▶ _THE REQUEST_: Turn the items below, from the line holding "Study the photograph above. Where on each instance of the golden" through the last line, into a JSON list of strings with one string per line and blank lines left out.

◇ ◇ ◇

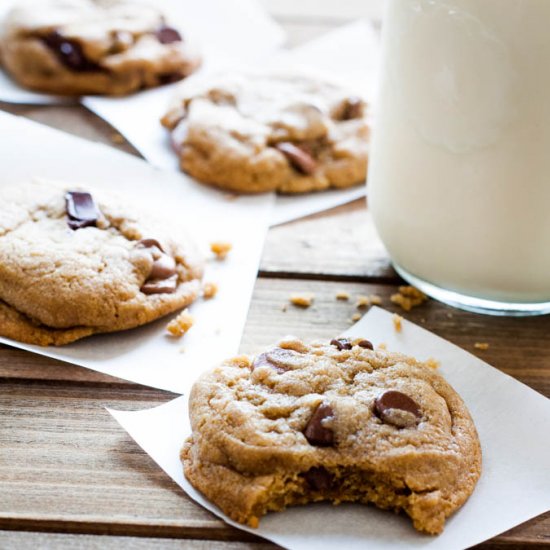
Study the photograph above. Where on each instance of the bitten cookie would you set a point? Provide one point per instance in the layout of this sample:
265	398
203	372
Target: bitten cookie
76	47
253	133
74	264
338	422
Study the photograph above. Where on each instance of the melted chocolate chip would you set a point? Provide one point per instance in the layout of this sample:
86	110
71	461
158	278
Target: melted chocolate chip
82	211
160	286
318	479
162	278
170	78
298	158
276	358
70	53
168	35
341	343
316	433
397	409
365	344
353	108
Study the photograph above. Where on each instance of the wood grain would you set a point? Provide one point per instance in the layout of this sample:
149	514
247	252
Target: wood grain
39	541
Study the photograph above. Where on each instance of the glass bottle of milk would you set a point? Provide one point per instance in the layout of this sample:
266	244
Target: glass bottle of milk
459	177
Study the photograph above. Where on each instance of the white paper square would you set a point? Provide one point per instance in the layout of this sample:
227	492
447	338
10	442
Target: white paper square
512	420
147	355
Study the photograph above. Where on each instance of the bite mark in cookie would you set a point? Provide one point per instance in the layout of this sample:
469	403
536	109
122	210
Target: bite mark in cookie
341	422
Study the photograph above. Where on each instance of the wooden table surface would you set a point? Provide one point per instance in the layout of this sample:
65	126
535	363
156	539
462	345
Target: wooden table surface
71	477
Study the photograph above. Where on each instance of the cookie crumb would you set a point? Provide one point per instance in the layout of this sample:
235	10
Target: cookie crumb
432	363
375	300
117	138
302	300
209	290
242	361
221	249
481	345
397	322
408	297
181	324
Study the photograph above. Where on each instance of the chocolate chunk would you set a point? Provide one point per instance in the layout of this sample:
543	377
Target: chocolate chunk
316	433
163	277
70	53
353	108
276	358
318	479
163	268
160	286
397	409
365	344
298	158
341	343
82	211
170	78
168	35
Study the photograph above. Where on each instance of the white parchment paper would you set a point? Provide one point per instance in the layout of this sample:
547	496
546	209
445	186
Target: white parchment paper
348	54
147	355
222	30
512	420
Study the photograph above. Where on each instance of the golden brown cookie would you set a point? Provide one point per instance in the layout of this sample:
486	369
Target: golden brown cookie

◇ ◇ ◇

▶ _EXERCISE OUTPUT_:
[
  "Study the photograph above. Where on each instance of the golden brown cookie would you set a point? Provide one point per instance in the layout of this sample:",
  "486\t369",
  "Target: golden brown cookie"
]